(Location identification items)
────────────────────────────────────────
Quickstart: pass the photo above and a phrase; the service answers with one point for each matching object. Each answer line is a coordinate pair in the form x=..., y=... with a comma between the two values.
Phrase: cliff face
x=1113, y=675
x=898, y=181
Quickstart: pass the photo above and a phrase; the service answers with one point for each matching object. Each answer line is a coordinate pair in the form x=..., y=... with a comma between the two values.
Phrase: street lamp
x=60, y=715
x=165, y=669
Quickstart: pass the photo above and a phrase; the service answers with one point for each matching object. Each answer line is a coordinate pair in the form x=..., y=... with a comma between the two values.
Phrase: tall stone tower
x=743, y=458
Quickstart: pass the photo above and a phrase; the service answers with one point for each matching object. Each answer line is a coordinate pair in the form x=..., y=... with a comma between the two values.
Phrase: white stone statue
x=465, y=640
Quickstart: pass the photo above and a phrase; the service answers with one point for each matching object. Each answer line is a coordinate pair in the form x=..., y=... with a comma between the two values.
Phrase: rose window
────────────────────────────────────────
Can you recast all of the records above as a single numbered list, one line per number, with any blank lines dropped?

COMPLETE OUTPUT:
1. Quickstart: pass the photo above and a phrase; the service answers with one point for each matching object. Each answer line is a coordinate pair in the form x=..., y=... with a comma between the two values.
2. Phrase: cliff face
3. x=1113, y=675
4. x=898, y=181
5. Quickstart: pass the photo above and a phrase; the service answers with one point for each matching object. Each answer line is a coordinate pair in the form x=..., y=... with a comma between the two values.
6. Phrase: street lamp
7. x=60, y=715
8. x=165, y=669
9. Quickstart: pass the photo above and a phrase; the service answers with one point for each matching object. Each answer line is a coordinate pair in the form x=..., y=... with a comma between the two values.
10. Phrase: tall stone tower
11. x=743, y=458
12. Quickstart: pass the photo above and a phrase; the service answers with one point for each matching object. Each answer line is a coordinate pair in the form x=..., y=... with a comma between the two values.
13. Phrase: white stone statue
14. x=465, y=640
15. Quickstart: pass the photo above and a phrase; the service answers with one point for each matching object. Each answer line is a coordinate pair in the form x=..., y=... with a comma between the two values.
16. Phrase: rose window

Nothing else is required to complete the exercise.